*Supplied entries*
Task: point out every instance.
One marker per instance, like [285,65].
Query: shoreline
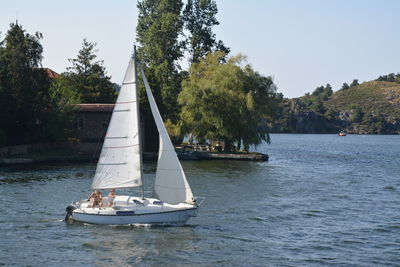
[147,156]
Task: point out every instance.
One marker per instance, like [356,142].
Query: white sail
[170,185]
[120,164]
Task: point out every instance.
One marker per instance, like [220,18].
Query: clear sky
[302,44]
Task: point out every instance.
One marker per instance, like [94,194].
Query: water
[320,200]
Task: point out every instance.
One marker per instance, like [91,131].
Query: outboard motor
[69,210]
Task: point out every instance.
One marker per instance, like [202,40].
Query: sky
[302,44]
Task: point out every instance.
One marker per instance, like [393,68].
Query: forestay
[119,165]
[170,185]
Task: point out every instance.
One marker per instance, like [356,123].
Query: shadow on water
[136,244]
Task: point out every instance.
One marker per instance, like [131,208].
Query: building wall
[92,126]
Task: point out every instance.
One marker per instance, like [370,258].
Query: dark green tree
[354,83]
[200,18]
[224,101]
[23,87]
[345,86]
[88,77]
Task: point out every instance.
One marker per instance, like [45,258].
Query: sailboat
[120,167]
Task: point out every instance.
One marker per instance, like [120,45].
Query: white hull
[127,211]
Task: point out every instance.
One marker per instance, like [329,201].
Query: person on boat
[95,198]
[110,198]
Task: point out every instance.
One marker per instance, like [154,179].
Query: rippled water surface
[321,199]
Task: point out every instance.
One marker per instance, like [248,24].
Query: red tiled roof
[51,73]
[95,107]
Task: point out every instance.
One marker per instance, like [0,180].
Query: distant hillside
[368,108]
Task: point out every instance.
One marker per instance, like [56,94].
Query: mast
[138,120]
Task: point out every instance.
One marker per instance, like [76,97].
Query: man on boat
[110,198]
[95,198]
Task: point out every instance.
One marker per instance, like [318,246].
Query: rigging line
[127,102]
[120,146]
[121,163]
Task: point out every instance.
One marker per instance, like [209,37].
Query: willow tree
[227,101]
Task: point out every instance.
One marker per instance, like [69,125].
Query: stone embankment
[89,152]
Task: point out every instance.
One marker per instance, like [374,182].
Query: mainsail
[120,164]
[170,185]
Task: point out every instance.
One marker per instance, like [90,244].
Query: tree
[224,101]
[200,17]
[23,86]
[354,83]
[88,77]
[345,86]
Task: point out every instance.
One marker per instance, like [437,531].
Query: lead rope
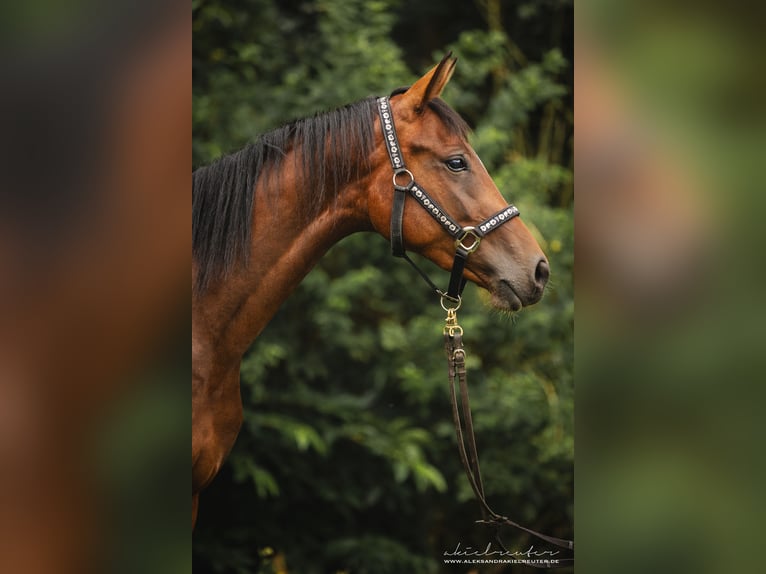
[467,241]
[453,345]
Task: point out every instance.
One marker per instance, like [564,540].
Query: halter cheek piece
[467,239]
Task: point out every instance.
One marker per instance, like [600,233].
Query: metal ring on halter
[402,171]
[444,296]
[476,240]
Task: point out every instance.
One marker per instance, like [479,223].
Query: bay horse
[265,215]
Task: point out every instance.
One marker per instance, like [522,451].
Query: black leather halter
[467,239]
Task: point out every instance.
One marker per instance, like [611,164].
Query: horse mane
[333,147]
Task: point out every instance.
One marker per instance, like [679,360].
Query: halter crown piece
[467,239]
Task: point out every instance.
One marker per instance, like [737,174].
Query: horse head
[433,140]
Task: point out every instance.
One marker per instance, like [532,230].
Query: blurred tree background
[347,461]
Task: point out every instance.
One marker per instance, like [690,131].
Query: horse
[264,216]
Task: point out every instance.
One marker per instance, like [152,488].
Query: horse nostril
[542,272]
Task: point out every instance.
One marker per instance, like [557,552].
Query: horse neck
[285,246]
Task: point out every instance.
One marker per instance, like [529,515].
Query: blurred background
[347,460]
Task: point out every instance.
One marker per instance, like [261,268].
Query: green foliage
[347,461]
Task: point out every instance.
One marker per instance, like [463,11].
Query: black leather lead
[467,240]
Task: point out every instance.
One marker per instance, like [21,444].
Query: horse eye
[456,164]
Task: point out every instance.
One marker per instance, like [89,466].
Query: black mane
[333,150]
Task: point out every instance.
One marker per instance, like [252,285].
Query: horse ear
[430,86]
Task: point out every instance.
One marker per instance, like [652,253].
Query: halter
[467,240]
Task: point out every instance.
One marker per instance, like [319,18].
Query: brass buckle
[403,171]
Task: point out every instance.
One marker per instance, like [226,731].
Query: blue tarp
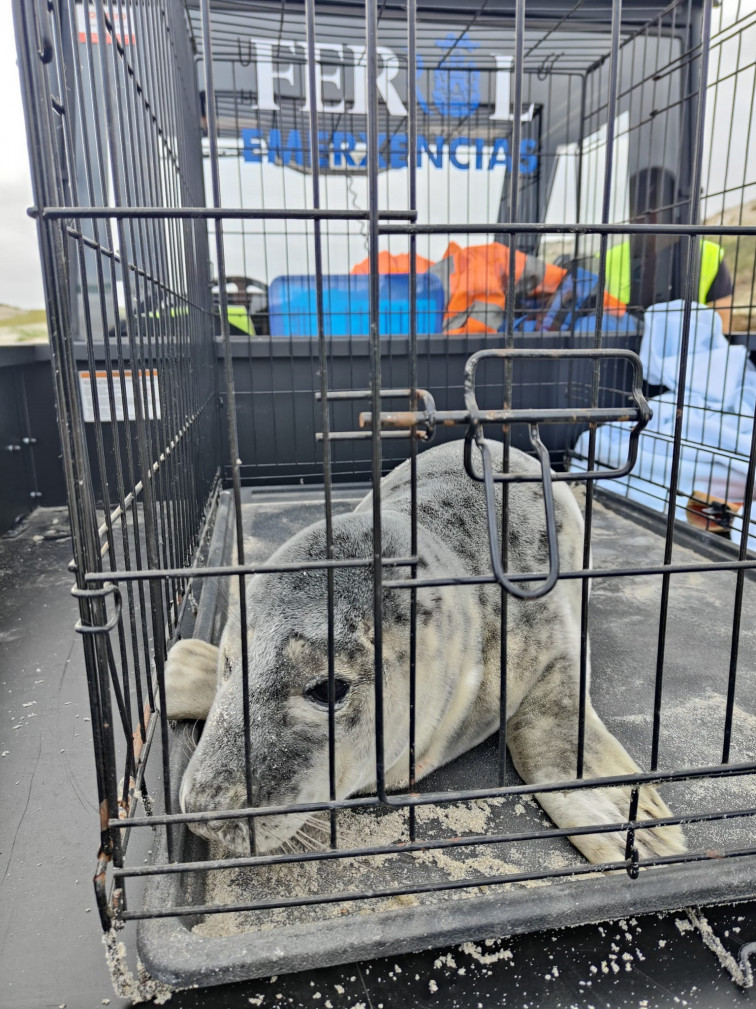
[717,420]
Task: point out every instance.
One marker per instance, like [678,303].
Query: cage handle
[491,512]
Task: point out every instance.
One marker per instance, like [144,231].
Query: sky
[20,278]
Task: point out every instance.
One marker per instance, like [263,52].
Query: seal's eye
[318,693]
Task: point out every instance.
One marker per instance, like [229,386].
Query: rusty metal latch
[422,424]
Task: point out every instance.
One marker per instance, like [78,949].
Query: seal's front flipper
[542,737]
[191,679]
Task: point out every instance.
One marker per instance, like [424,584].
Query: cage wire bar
[125,253]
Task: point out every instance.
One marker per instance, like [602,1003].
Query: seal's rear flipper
[542,740]
[191,679]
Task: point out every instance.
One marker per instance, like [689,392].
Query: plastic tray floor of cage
[184,950]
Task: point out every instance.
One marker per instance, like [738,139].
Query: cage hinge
[98,593]
[631,852]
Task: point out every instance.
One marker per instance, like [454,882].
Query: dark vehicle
[286,248]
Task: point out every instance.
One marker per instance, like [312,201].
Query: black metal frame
[139,542]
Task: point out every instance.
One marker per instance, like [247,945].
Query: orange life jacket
[475,279]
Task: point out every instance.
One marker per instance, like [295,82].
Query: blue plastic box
[293,311]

*Requirements*
Exclude the images and reproduce the remaining data exactly.

*Written response*
Task: point out every instance.
One marker per instance, like [285,65].
Query: shoreline
[147,156]
Task: point out every instance.
One marker per instance, like [356,142].
Query: white sail
[170,185]
[120,164]
Task: point out every instance.
One marker per instance, like [220,18].
Query: clear sky
[302,44]
Task: point out every instance.
One marker per instance, like [94,194].
Query: water
[320,200]
Task: point out every instance.
One marker per instance, like [91,131].
Query: outboard motor
[69,210]
Task: point out every instance.
One marker per instance, like [202,40].
Query: sky
[302,44]
Task: point out every instance.
One marker per instance, like [393,68].
Query: forestay
[119,165]
[170,185]
Task: point out every instance.
One marker per instance, like [356,123].
Query: shadow on water
[136,244]
Task: point out every instance.
One marker per instance, like [131,208].
Query: building wall
[92,126]
Task: point out every instance.
One marker per instance, like [370,258].
Query: dark green tree
[354,83]
[200,18]
[224,101]
[23,87]
[345,86]
[88,77]
Task: point out every instance.
One marker per instance, like [45,258].
Query: sailboat
[120,167]
Task: point out every instance.
One marker per instance, like [120,45].
Query: white hull
[127,211]
Task: point out every instance.
One marker per instance, like [329,201].
Query: person on boat
[95,198]
[110,198]
Task: point out every instance.
One marker per instance, like [154,179].
Query: rippled water surface
[321,199]
Task: point out every instance.
One marker per instance, like [248,24].
Query: red tiled roof
[51,73]
[95,107]
Task: point out every instance.
One marker per instance, like [0,180].
Query: distant hillside
[368,108]
Task: point out every instance.
One marker per instance, like [56,94].
Query: mast
[138,120]
Task: point out every instance.
One marker per instance, like [76,97].
Query: man on boat
[110,198]
[95,198]
Task: point out every instance.
One marker per instance, like [318,246].
Query: rigging line
[127,102]
[120,146]
[121,163]
Task: point out every instance.
One marker per instance, like [209,37].
Query: willow tree
[227,101]
Task: point out every instance.
One marker per instance, like [69,125].
Query: stone embankment
[89,152]
Task: point out every instance.
One marker per instance, like [374,182].
Query: mainsail
[120,164]
[170,185]
Task: point out every instance.
One marker per instance, like [90,244].
Query: tree
[224,101]
[200,17]
[23,86]
[354,83]
[88,77]
[345,86]
Task: point out every instance.
One marker per instance, like [437,531].
Query: lead rope
[467,241]
[453,345]
Task: point out every instance.
One marker per instance, like [564,540].
Query: halter cheek piece
[467,239]
Task: point out every instance.
One marker per instance, like [600,233].
Query: metal ring on halter
[402,171]
[444,296]
[476,240]
Task: point out every instance.
One marker per instance, like [479,223].
Query: bay horse
[265,215]
Task: point out every instance.
One marker per instance, like [522,451].
Query: black leather halter
[467,239]
Task: point out every instance.
One marker per instance, like [611,164].
Query: horse mane
[333,147]
Task: point out every instance.
One marker per instance, like [679,360].
Query: halter crown piece
[467,239]
Task: point out every instance.
One marker per instance, like [737,174].
Query: horse head
[433,140]
Task: point out every instance.
One marker per instance, like [532,230].
Query: blurred tree background
[347,461]
Task: point out every instance.
One marker per instance, like [690,131].
Query: horse
[264,216]
Task: point out every instance.
One marker per instance, like [152,488].
Query: horse nostril
[542,272]
Task: point out every instance.
One marker per instance, like [557,552].
Query: horse neck
[285,246]
Task: point out every instance.
One marker per instance, like [529,515].
Query: blurred background
[347,460]
Task: point out every instance.
One marker per instance, like [261,268].
Query: green foliage
[347,461]
Task: point out every instance.
One marker per instance, like [463,11].
Query: black leather lead
[467,240]
Task: point out every instance.
One marker per instance, like [21,444].
Query: horse eye
[456,164]
Task: point out every instance.
One marker per instance, like [89,466].
Query: black mane
[333,150]
Task: point out every instance.
One marker per instance, like [252,285].
Query: horse ear
[430,86]
Task: point out every instance.
One marker per instance, like [652,253].
Query: halter
[467,240]
Task: point out every instance.
One marker per instance, like [319,18].
Query: brass buckle
[403,171]
Task: point out every instance.
One marker per instance, like [226,731].
Query: blue tarp
[717,420]
Task: point out every instance.
One marker per instance, like [678,303].
Query: cage handle
[491,512]
Task: point out every instance.
One marker per instance, like [144,231].
Query: sky
[20,278]
Task: point out every instance.
One marker per instance, like [263,52].
Query: seal's eye
[318,693]
Task: point out every instance.
One marker per instance, like [229,386].
Query: rusty metal latch
[422,424]
Task: point out every instance.
One marker per instance, like [78,949].
Query: seal's front flipper
[542,737]
[191,679]
Task: point out every instance.
One marker per instance, like [424,584].
Query: cage wire bar
[125,253]
Task: point out every instance.
One marker per instance, like [602,1003].
Query: seal's rear flipper
[542,740]
[191,679]
Task: point out every instance.
One marker per instance, like [689,392].
Query: plastic tray floor of cage
[184,950]
Task: point out every instance.
One marker per instance, like [738,139].
Query: cage hinge
[98,593]
[631,852]
Task: point out every instance.
One marker per instance, like [454,882].
Query: dark vehicle
[286,248]
Task: point out every instance.
One marker per instance, like [312,201].
Query: black metal frame
[139,542]
Task: point out every instance.
One marker per instance, like [247,945].
Query: orange life jacket
[475,279]
Task: point out every instance.
One marker per instance, like [295,82].
Query: blue plastic box
[293,311]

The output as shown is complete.